Set of tasks:
• A. Please transcribe the dog food thread between "Personally, I have" and "have seen it.", inclusive.
• B. Answer these questions from the dog food thread:
(i) How much did the original poster's dog weigh at the vet?
(ii) What price does northgashepherds give for Taste of the Wild, and for what amount?
(iii) How much does s14roller say Nature's Domain costs, and for how many pounds?

Text segment:
>> Start
# Best food brand for 1 year old GSD.



## Yennie (Aug 30, 2012)

My boy is 1 yr old and he seems really skinny. I took him to the vet recently and he only weighs 63lbs. Ive been concerned about his weight for a while now since the vet told me he was supposed to fill out. I feed him purina dog chow because his breeder fed him that and i didnt want to change up his diet, but now i feel like i need to. What food brand do you guys recommend or what should i do about his weight? He has no health problems according to his vet, but it breaks my heart that he looks skinny. 
















Sent from Petguide.com Free App


----------



## Zookeep (May 17, 2012)

How tall is he (at the withers)? It is hard to tell from the pictures, but he does not look too skinny to me. He will fill out over time.

However, Purina Dog Chow is not a good choice and you should feed something better. A good place to start is Dog Food Reviews and Ratings | Dog Food Advisor. Look for the five and four star foods. Any of these will be a great improvement over what you are feeding now.


----------



## northgashepherds (Feb 23, 2013)

Mine do really well on Taste of the Wild, which is a healthy dog food brand ($47.99 for 30 lbs at my local Tractor Supply). One reason your dog could be thin is worms. Did your vet check him for worms? My male dog lost a ton of weight a few months ago; when I realized he had worms I dewormed him. He quickly gained weight afterwards.


----------



## Yennie (Aug 30, 2012)

I havent checked him for worms yet. He was already deworm and has all his shots and everything but in that case ill go to the vet and double check to see if anything's wrong with him. 

Im not sure how tall he is really. Im like 5 ft so hes about 3 standing on all fours. Sorry im bad at this.


----------



## fredh (Sep 10, 2013)

I give Jake Royal Canin, Adult Large Breed. Good Vet Approved Nutrition and there is even a Picture of a GSD on the Bag!


----------



## Apoolutz (Jan 19, 2013)

I don't want to sound rude but you want to go by the ingredients in the food not the picture on the bag. Lol


----------



## Switchblade906 (May 5, 2012)

I feed Orijen. Depending on how large your dog is he might not need to weigh more then he does; also GSD don't really fill out until they are 2-3 years. My dog Zoey is 1y7m's and she's only 62 lbs.


----------



## AgilityAce (Sep 13, 2013)

Apoolutz said:


> I don't want to sound rude but you want to go by the ingredients in the food not the picture on the bag. Lol


I don't wanna sound rude either, but when you say "ingredients" you are looking at it from the human perspective.

Ingredients don't always equate to nutrition, but ingredients always equate to marketing.

When Orijen lists like 13 fresh meat ingredients do you think most people know that those 13 ingredients are still only about 25% - 30% of the gross weight of the ingredients? That would equate to 3% - 5% of the finished product?

Given the choice, I would take RC expertise over Champion's lies.


----------



## Shade (Feb 20, 2012)

Personally I love Fromm and my dogs do too  I rotate them through the four star grain free line


----------



## s14roller (Nov 18, 2010)

Best food? Every dog is different, but arguably the best kibble out there is probably Orijen or Acana. 

Personally, I have had my dog on California Natural, Wellness CORE, Orijen, Acana and also have had her on Nature's Domain (Costco brand). For my dog, her weight, appearance, coat, etc are about the same with any of them, so now I stick with the Costco brands. 

I was paying I think $65-70 for Orijen for 25 lbs? The Nature's Domain is $33 for 30 lbs. If you do the math, it's roughly twice the cost. I'd justify it even if I saw some difference, but neither my wife nor I have seen it. 

On my mom's Pom, food made a huge difference. We had her on Natural Balance for 3 years and then tried Wellness CORE, the coat difference was night and day.

If you are concerned about weight, take a look at how many calories per cup your food currently has, and make sure the next one is higher.


----------
>> End
Recorded information:
>> Start
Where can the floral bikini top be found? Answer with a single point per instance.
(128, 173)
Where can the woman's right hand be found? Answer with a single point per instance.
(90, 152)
>> End
Results of the tasks:
• A.
Personally, I have had my dog on California Natural, Wellness CORE, Orijen, Acana and also have had her on Nature's Domain (Costco brand). For my dog, her weight, appearance, coat, etc are about the same with any of them, so now I stick with the Costco brands. 

I was paying I think $65-70 for Orijen for 25 lbs? The Nature's Domain is $33 for 30 lbs. If you do the math, it's roughly twice the cost. I'd justify it even if I saw some difference, but neither my wife nor I have seen it.

• B.
(i) 63 lbs
(ii) $47.99 for 30 lbs
(iii) $33 for 30 lbs